[What to work on]:
Your reply must contain exactly the lines running from the one with "Task: mark the lower" to the last line of the entries below, both included, and no other lines.

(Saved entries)
####################

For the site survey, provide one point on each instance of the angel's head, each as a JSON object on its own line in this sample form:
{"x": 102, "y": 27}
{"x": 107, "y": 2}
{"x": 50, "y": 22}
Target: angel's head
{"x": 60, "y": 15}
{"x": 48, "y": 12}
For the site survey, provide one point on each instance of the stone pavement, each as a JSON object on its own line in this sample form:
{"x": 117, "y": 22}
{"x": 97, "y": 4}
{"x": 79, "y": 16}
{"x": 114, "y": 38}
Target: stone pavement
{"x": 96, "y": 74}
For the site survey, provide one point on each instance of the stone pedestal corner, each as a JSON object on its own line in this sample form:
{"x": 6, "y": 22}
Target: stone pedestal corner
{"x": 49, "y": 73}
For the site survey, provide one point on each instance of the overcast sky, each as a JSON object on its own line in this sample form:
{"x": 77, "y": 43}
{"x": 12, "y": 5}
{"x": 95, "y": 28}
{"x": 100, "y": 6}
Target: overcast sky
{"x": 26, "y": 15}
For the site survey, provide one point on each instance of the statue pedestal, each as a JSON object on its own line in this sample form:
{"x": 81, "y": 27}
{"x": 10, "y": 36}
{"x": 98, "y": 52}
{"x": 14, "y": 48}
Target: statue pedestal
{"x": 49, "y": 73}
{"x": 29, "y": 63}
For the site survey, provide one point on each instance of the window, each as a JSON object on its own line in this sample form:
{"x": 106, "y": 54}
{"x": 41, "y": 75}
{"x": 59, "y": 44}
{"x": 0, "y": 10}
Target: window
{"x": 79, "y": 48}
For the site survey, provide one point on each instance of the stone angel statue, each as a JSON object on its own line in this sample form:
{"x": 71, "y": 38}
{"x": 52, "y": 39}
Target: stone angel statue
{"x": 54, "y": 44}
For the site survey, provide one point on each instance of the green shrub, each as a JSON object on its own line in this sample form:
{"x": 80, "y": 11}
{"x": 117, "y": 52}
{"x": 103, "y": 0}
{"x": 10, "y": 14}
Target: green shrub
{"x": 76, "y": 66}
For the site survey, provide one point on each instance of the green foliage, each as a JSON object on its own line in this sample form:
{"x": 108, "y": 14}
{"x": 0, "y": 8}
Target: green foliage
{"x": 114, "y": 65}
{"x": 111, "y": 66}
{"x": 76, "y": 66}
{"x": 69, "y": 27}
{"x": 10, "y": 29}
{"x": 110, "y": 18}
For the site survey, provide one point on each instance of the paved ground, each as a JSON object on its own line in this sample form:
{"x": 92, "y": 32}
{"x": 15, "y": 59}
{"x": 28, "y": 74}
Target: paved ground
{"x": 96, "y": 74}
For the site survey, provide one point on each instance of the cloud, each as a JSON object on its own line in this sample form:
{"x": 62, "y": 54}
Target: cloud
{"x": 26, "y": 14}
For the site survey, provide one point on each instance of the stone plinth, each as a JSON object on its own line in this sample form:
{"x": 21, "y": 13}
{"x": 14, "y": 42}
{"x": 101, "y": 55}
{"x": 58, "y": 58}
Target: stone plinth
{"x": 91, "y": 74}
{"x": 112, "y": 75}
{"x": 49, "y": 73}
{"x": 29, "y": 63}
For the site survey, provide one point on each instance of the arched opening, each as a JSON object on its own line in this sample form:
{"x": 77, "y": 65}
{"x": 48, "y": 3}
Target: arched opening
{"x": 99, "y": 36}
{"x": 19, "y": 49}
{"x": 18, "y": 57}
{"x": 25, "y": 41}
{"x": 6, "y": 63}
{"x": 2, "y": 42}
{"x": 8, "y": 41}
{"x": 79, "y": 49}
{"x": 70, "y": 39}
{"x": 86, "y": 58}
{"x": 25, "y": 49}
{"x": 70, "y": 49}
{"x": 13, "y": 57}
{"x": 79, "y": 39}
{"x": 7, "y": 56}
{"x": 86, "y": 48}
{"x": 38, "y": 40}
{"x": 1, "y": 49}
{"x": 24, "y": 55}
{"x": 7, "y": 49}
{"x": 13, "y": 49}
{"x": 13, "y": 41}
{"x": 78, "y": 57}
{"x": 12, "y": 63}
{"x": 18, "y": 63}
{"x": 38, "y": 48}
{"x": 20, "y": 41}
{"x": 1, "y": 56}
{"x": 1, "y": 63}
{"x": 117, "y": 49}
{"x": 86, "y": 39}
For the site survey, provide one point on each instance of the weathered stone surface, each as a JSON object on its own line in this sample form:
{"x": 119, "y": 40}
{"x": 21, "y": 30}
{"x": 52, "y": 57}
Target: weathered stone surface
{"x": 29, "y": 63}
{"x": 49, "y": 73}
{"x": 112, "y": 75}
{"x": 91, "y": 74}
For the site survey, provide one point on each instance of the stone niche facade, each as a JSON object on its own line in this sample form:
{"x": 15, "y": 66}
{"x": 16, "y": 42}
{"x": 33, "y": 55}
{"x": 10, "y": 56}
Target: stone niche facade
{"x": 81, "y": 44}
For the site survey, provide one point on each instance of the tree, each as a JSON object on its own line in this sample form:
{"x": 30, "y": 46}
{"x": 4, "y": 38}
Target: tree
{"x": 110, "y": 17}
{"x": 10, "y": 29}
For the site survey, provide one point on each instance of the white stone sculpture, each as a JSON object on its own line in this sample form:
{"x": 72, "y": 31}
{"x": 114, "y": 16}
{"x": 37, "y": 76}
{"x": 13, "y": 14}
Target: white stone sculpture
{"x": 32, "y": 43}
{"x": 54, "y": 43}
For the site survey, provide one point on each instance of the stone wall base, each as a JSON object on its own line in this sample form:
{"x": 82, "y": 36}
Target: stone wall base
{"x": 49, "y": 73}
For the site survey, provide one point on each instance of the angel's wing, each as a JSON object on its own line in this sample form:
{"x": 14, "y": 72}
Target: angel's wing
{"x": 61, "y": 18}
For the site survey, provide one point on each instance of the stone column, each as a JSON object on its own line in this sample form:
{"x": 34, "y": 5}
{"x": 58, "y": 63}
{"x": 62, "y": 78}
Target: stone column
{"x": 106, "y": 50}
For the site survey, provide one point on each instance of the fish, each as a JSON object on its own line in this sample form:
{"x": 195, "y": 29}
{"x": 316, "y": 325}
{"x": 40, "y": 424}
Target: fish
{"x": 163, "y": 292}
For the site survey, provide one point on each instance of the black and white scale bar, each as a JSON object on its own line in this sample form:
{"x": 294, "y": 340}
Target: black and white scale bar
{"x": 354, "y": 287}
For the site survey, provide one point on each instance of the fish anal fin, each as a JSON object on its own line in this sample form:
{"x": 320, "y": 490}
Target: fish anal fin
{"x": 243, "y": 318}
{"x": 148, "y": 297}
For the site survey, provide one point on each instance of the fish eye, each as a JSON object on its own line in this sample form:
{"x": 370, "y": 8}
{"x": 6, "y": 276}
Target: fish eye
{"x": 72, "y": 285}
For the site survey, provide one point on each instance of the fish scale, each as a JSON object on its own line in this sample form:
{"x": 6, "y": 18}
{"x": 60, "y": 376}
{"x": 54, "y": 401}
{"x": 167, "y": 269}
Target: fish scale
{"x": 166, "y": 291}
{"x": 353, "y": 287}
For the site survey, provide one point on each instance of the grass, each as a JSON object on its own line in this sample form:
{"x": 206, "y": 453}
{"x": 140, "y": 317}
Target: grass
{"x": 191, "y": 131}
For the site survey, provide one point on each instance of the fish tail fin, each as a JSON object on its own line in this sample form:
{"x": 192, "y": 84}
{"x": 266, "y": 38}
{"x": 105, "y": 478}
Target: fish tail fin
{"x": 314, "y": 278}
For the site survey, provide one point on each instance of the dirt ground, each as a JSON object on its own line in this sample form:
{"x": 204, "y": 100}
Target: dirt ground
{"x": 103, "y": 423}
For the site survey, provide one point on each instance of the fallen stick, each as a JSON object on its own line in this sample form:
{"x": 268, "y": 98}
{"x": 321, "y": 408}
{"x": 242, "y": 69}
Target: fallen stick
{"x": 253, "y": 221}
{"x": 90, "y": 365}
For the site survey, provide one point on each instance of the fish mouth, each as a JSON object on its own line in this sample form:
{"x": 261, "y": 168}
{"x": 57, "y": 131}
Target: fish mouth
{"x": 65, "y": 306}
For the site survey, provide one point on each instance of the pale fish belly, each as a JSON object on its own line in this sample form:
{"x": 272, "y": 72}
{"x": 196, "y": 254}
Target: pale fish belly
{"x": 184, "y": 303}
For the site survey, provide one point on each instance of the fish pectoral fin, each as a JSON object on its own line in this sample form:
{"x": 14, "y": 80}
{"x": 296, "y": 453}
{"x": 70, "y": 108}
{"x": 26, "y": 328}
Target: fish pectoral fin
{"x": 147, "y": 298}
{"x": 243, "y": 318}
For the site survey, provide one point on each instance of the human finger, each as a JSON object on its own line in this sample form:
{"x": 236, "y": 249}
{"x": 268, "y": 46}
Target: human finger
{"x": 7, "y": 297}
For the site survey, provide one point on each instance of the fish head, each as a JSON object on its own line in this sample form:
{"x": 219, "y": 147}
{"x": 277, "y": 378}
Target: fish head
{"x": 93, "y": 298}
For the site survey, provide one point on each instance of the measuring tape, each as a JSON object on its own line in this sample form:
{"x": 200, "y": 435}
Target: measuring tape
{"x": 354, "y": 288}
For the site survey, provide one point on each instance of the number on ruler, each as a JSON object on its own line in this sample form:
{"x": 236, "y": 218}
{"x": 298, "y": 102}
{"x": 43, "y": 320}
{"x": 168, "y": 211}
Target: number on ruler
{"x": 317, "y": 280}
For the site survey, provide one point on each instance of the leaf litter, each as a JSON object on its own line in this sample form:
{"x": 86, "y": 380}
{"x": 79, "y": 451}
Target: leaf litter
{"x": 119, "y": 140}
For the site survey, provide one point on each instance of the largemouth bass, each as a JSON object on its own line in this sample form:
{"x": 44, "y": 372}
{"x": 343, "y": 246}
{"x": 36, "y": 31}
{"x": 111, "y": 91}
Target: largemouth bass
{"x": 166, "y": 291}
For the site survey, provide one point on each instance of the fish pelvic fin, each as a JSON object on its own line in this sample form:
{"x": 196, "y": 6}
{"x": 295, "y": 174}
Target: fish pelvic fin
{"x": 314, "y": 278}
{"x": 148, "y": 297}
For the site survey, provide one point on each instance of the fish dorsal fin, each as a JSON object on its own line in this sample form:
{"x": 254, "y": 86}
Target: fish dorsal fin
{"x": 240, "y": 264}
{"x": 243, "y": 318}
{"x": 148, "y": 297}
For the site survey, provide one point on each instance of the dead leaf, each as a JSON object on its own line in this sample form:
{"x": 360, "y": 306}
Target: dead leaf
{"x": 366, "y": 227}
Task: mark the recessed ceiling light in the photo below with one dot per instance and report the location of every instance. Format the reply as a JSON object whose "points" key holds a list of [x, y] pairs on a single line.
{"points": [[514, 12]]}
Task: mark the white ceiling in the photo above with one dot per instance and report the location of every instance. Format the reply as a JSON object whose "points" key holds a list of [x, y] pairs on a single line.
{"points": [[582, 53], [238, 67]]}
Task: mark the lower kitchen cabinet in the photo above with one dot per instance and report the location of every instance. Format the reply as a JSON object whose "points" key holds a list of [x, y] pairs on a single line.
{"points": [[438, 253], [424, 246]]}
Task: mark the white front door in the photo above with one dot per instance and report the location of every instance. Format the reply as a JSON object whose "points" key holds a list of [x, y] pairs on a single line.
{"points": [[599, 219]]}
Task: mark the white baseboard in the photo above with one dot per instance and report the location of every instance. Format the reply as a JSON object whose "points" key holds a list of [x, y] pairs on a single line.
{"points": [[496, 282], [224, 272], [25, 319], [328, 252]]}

####################

[Task response]:
Task: mark the lower kitchen cabinet in the photo above with one dot per instance and report the location of every instance. Format the reply as a JSON object whose "points" key holds a list of [x, y] pairs on a single line.
{"points": [[438, 253], [424, 246]]}
Task: mark the white front door in the photo above with one dot per instance and report the location of every instance. Format the reply as a JSON object whose "points" key holds a list of [x, y] pairs on a single line.
{"points": [[599, 219]]}
Task: mark the white baseboard in the photo above with one dot per instance and report the location of every instance. Format the reply as a JSON object whose "points" key holds a list of [x, y] pairs on a single line.
{"points": [[496, 282], [224, 272], [25, 319], [328, 252]]}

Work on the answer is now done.